[Dataset records about object locations]
+++
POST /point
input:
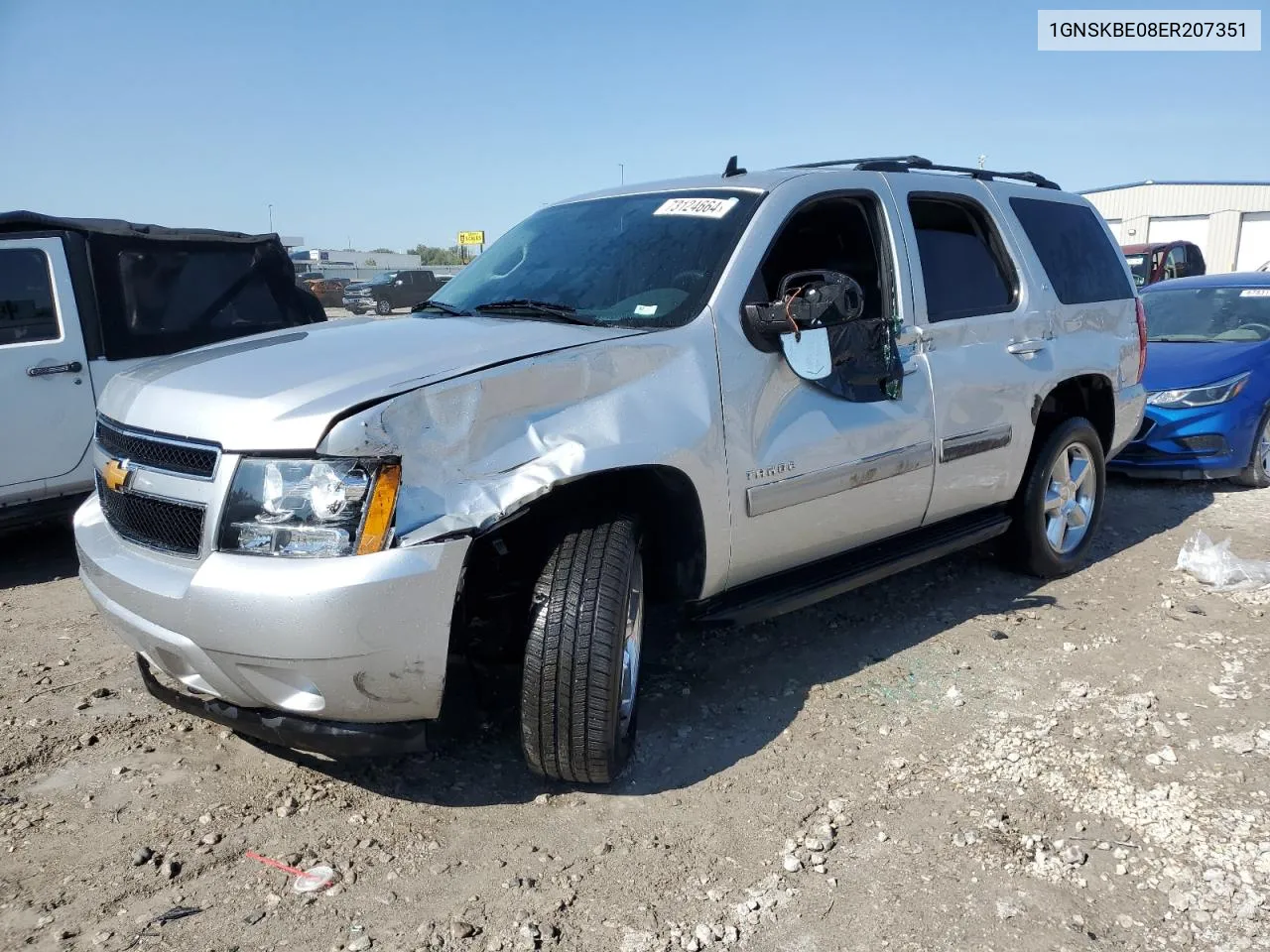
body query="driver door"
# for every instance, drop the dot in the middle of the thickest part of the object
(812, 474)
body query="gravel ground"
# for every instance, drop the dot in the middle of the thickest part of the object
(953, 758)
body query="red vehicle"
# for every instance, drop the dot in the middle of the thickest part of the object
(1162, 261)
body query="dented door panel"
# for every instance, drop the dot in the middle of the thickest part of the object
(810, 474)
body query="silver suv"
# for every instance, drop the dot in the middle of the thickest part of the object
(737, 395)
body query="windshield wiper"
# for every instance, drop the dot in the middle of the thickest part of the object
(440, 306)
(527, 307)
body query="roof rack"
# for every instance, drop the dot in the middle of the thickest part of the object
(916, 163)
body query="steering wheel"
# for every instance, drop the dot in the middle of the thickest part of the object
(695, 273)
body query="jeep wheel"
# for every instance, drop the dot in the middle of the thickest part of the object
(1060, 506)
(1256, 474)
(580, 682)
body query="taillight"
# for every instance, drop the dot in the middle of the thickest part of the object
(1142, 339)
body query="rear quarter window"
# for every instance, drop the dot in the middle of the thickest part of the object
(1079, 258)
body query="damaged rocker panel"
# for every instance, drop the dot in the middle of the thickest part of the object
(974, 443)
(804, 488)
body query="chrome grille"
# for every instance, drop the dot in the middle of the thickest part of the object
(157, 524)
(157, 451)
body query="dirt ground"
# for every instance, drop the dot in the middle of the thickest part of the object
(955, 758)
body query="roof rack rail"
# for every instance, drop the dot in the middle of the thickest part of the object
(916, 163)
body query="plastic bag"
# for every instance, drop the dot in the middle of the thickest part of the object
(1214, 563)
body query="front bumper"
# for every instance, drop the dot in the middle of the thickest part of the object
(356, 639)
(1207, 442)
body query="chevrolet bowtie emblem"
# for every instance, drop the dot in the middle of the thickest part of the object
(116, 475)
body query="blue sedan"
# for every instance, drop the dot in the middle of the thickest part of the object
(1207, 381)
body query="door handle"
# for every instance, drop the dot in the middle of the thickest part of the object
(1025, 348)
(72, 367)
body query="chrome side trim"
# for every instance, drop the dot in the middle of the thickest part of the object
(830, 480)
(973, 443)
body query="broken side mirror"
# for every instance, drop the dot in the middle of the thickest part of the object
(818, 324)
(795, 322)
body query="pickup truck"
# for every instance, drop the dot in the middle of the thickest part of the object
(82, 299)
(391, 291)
+++
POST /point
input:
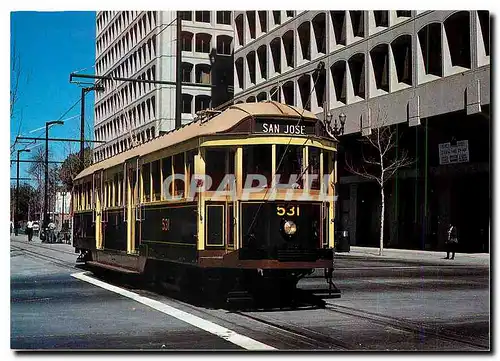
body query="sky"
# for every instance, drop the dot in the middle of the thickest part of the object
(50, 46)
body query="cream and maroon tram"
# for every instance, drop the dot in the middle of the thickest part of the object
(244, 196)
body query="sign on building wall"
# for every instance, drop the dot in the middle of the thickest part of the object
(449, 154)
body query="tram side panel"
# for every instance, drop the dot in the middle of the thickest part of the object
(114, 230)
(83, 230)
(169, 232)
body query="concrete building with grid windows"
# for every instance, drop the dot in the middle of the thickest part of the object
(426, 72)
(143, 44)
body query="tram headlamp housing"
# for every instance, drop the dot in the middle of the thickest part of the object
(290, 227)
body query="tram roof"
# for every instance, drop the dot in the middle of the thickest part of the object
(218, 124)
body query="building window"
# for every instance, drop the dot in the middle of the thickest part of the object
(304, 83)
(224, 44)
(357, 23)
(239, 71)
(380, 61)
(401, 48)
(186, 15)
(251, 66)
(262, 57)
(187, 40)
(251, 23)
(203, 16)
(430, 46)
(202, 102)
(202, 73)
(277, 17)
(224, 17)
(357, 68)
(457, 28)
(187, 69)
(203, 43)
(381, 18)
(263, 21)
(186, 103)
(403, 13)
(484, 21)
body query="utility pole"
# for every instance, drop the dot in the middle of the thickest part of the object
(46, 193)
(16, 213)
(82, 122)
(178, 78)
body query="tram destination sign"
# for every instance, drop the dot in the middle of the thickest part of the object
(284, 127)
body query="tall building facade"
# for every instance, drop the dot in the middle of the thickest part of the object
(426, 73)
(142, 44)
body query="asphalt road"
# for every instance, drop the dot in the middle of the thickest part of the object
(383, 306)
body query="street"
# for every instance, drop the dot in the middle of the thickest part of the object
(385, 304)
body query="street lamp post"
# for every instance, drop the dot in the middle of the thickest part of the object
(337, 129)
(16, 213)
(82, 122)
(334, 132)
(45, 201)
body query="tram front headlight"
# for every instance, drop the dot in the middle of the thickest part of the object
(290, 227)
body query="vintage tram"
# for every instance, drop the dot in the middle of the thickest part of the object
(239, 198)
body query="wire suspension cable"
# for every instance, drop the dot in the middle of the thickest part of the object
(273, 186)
+++
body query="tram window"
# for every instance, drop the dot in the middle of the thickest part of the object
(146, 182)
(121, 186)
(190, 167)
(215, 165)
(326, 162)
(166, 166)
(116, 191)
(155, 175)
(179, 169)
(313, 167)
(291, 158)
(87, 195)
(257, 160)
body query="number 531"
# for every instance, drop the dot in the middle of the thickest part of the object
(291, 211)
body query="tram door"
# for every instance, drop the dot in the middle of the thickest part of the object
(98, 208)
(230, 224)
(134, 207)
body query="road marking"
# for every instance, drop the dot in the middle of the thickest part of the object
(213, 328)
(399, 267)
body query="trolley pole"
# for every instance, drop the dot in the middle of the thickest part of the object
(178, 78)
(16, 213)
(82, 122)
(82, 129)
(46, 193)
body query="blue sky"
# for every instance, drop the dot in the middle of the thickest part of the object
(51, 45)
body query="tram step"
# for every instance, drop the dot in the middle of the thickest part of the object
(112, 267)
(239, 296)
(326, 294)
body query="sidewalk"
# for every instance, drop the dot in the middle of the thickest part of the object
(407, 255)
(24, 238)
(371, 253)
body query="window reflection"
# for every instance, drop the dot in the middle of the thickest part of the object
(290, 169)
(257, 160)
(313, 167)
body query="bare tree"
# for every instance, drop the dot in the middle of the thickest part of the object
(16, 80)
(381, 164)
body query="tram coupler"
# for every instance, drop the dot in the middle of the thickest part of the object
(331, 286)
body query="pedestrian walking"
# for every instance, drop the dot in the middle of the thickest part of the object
+++
How many lines of the items above contain the word "roof"? Reply with the number alone.

**RESULT FOR THIS EXERCISE:** 3